_Study text_:
────────────────────────────────────────

President Obama insists that his administration has been working day and night to resolve the oil spill crisis ever since the BP oil platform exploded in the gulf. He has been adamant that BP will be responsible for all of the losses sustained. "If laws are inadequate, laws will be changed," Obama said. "If oversight was lacking, it will be strengthened. And if laws were broken, those responsible will be brought to justice." And Obama promised to hold BP accountable for the costs of the damage. "We will make sure they pay every single dime owed to the people along the Gulf Coast," he said. Such statements tend to give comfort and hope to those in the Gulf impacted by this catastrophe. Only time will tell if such promises have any basis in fact.
It has been nearly two years since the financial collapse of Wall Street. This was also a crisis of monumental proportions. Millions of Americans have lost their businesses, their homes, and their jobs. Did the U.S. Government mobilize resources to insure that those who were impacted would be made whole again? No. Did they hold those responsible for the crisis accountable, changing laws to make sure it never happens again? No. Did they force the banks to compensate those whose lives were turned upside down? No.
Aside from bailing out the banks, temporarily preserving thousands of public service jobs, and extending unemployment benefits at taxpayers expense, virtually nothing has been done to help those who have been most severely impacted by this crisis. There are no jobs programs to help people get back to work. No one is helping those displaced from their homes to put a roof over their heads. Nearly two years after this crisis pepole are running out of time. They have exhausted their savings and they are losing their unemployment benefits. Bank of America is not handing out $5000 checks to save businesses or to replace lost income. There is no safety net for victims of the financial crisis.

────────────────────────────────────────

_Exercise 1_: Please say whether each statement agrees with the commentary on the oil spill and the financial collapse, answering yes or no and quoting the deciding words: (a) Obama pledged that BP would pay what it owes to people on the Gulf Coast. (b) The government made the banks compensate people harmed by the financial collapse. (c) Jobs programs exist to help people return to work.
_Exercise 2_: Extend the commentary on the oil spill and the financial collapse with a further paragraph that follows on from its final sentence.

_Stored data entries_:
────────────────────────────────────────

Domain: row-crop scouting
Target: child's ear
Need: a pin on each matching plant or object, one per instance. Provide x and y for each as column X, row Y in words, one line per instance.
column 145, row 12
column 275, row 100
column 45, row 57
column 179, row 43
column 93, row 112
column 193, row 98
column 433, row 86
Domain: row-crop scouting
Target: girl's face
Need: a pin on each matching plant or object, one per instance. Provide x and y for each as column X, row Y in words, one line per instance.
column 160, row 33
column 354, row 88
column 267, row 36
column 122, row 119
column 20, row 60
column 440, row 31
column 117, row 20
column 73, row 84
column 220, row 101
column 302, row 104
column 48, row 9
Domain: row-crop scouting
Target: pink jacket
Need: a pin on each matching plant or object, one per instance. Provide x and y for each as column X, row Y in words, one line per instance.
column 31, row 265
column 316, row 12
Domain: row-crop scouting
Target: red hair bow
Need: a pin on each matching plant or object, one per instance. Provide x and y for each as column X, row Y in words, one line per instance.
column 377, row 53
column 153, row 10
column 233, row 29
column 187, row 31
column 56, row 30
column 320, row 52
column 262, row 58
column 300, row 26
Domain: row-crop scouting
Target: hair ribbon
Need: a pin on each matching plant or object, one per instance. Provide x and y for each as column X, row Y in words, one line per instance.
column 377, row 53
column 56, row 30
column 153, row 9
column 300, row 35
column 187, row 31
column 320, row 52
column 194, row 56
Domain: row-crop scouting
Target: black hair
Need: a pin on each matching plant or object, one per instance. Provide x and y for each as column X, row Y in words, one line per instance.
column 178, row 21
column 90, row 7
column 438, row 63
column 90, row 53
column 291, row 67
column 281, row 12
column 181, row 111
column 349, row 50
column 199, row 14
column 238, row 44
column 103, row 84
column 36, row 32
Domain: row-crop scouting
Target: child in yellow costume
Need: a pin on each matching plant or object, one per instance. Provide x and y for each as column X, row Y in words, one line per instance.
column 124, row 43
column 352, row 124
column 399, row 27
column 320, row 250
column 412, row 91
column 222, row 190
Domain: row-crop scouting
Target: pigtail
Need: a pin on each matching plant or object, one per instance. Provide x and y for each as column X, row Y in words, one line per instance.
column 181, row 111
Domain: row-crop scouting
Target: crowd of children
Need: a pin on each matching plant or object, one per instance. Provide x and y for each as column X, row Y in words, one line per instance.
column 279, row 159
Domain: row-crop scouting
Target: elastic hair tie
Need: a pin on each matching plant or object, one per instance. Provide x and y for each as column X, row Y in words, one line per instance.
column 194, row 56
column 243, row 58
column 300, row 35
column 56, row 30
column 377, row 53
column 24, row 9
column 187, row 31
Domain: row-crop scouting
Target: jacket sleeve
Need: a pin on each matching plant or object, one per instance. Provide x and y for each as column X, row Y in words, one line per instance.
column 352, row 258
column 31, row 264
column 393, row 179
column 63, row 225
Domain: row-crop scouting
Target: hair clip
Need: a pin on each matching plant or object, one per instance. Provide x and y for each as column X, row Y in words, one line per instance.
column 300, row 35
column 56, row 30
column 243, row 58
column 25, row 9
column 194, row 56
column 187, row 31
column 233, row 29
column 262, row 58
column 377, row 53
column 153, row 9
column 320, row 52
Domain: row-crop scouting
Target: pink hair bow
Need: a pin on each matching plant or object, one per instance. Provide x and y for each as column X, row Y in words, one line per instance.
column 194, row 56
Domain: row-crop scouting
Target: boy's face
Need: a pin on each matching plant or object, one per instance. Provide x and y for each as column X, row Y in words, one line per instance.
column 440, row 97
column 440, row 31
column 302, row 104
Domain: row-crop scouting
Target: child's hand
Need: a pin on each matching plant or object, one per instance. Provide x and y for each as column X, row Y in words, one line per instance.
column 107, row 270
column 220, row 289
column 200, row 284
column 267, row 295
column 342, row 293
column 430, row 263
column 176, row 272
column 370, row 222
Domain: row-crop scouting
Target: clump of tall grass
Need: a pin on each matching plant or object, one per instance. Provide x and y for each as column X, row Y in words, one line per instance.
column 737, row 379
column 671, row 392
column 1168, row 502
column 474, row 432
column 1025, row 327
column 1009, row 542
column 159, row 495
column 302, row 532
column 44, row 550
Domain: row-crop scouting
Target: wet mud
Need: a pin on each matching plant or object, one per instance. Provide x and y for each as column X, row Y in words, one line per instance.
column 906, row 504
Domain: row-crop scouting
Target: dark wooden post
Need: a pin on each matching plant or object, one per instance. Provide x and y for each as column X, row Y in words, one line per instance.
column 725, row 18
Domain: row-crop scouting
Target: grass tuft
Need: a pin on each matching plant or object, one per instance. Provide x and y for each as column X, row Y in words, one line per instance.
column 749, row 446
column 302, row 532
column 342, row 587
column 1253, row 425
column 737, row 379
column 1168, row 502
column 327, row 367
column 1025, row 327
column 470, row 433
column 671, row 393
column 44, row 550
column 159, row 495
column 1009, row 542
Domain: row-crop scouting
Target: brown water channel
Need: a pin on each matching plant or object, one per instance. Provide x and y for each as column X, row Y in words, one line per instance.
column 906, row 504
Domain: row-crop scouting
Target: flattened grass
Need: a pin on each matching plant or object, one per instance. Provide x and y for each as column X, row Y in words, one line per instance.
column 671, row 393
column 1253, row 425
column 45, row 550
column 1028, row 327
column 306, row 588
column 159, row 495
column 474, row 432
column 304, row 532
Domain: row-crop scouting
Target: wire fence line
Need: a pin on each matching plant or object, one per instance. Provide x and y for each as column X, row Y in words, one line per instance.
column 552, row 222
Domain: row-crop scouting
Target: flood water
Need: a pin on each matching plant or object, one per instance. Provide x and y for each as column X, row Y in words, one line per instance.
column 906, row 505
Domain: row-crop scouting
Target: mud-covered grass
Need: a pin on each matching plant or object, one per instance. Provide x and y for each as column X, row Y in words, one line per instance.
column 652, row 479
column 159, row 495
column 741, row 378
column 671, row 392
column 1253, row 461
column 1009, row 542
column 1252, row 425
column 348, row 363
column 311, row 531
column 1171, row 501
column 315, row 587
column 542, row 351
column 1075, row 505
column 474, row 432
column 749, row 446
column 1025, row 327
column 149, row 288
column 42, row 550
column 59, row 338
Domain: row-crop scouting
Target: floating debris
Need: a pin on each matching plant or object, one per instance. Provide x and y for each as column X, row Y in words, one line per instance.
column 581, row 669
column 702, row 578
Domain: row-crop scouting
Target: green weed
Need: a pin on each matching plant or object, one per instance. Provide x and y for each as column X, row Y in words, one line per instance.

────────────────────────────────────────

_Written response 1_:
(a) Yes: "We will make sure they pay every single dime owed to the people along the Gulf Coast"
(b) No: "Did they force the banks to compensate those whose lives were turned upside down? No."
(c) No: "There are no jobs programs to help people get back to work."

_Written response 2_:
In 2007, there were 33,185 suicides according to the U.S. Centers for Disease Control and Prevention, and that was before the financial collapse. (More current data is unavailable.) In 2009, the National Suicide Prevention Lifeline (1-800-273-TALK) received 630,000 calls, up about 15% from last year on top of a 36% increase in 2008. Experts estimate about 90% of those who kill themselves have a mental-health disorder, most often depression or substance abuse. Obviously, when someone loses their home and their income, they become depressed. And those with mental health issues are also likely to be the most insecure in their jobs and in their finances. Where is the help for those who have nothing left and those who have nowhere to go?
The number of suicides tends to rise with a state's unemployment rate, said Christopher J. Ruhm, an economist at the University of North Carolina, Greensboro, who has studied the health effects of recessions. His research suggests that for every one percentage point increase in a state's unemployment rate, the number of suicides increases 1.3%, "What I actually find is there's an effect pretty quickly," Mr. Ruhm said, "but that effect builds a bit over time."
That was the case during the Great Depression when the suicide rate rose sharply only in subsequent years. The U.S. recorded 15.3 suicides per 100,000 people in 1929, rising to 17 in 1930 and 18.6 in 1932, according to U.S. Vital Statistics reports from those years. The suicide rate in 1933, when the unemployment rate was 25%, was higher than any year since.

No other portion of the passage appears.